▶ [Material to process]

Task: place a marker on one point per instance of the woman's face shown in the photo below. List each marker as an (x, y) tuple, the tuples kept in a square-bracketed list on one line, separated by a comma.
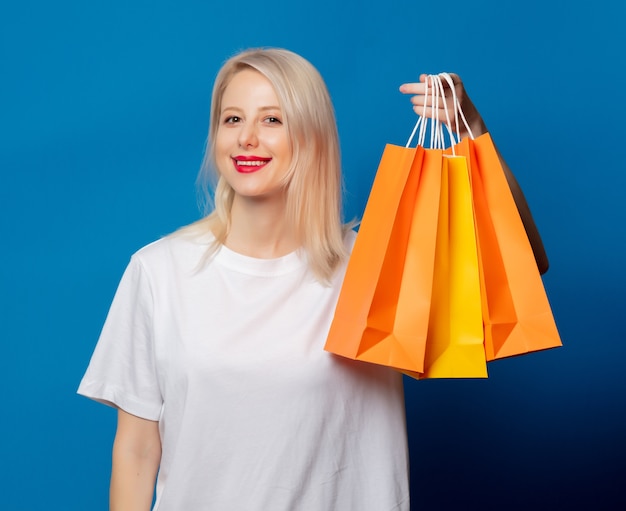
[(252, 149)]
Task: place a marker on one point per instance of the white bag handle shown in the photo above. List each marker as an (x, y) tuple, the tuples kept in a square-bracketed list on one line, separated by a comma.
[(434, 84)]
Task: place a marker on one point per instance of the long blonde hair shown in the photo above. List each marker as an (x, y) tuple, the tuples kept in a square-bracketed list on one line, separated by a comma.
[(314, 182)]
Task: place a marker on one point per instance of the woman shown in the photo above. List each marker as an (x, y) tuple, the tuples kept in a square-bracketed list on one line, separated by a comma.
[(213, 348)]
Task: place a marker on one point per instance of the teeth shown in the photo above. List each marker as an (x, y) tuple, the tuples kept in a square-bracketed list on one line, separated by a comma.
[(254, 163)]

▶ [Instructions for the task] Write out every line of the records above as a numbered list, skipping blank lines and leaving the pictures out.

▶ [Right answer]
1. Task: place a marker on one point per instance of the woman's face shown in the photo below. List each marker as an (x, y) tuple, the tuples kept in a square-bracketed list on one line, separated by a comma.
2. [(252, 149)]
3. Task: place a marker on one point per instance of the white bag handle shown in the photo above. List each marker as an (x, y) tuple, the tuples kept in a square-bracketed list on one line, separated by a comma.
4. [(434, 84)]
5. Task: place a marker on one point per instance of the long blonde hair shown in the photo above. List each marker as an (x, y) tuple, the tuples kept in a square-bracketed list on one line, separated by a comma.
6. [(314, 182)]
7. Task: place a marker on one point per instance of the woman shown in the photo above. List each marker as an (x, y) tuple, the tuples kept in a square-bracketed list on one line, separated by a comma.
8. [(213, 348)]
9. Task: place a marker on one point per instance of the teeth shown in the photo above. List each marker as an (x, y) tuple, the tuples kept in a square-bracketed list on one line, separated by a comma.
10. [(254, 163)]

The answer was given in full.